Task ▸ Starting at the line that contains "Where can the red fire" and continuing through the end of the material, reproduce those lines with "red fire engine" replaced by "fire truck", leaving all other text unchanged.

— Begin Exercise inputs —

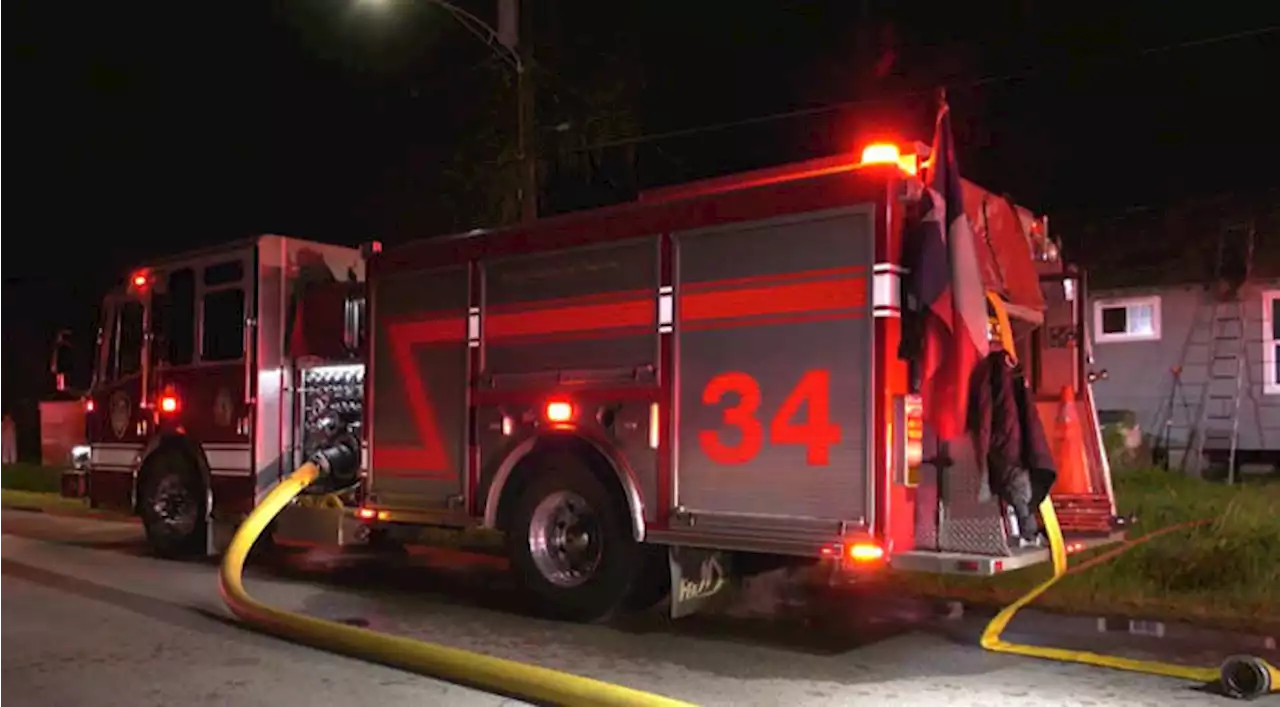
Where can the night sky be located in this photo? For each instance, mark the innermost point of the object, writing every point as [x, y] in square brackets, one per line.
[145, 128]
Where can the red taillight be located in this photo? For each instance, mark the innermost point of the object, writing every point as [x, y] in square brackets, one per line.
[558, 411]
[373, 514]
[865, 552]
[914, 430]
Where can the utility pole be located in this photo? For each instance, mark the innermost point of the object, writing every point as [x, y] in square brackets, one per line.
[515, 32]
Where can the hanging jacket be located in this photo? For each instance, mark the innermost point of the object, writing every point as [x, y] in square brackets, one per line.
[995, 420]
[1006, 429]
[1037, 455]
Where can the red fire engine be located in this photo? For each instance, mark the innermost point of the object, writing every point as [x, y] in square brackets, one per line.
[705, 375]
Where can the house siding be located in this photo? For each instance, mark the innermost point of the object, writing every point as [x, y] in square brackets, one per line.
[1139, 373]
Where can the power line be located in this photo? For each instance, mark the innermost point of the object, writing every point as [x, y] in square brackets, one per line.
[974, 83]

— End Exercise inputs —

Task output ▸
Where can the fire truck be located in this photo? For each instance, mark the innermost point of the object, writing every point as [x, y] in square brackets, one per line.
[705, 375]
Where can the house siding be located in this photo? For each instance, mark the innermost point of the object, writing every point as [x, y] in square brackets, one per line.
[1139, 373]
Where can the power line be located in this photo? For each instance, mark the innermost point of the object, writing every point as [x, y] in square brackets, one per line.
[974, 83]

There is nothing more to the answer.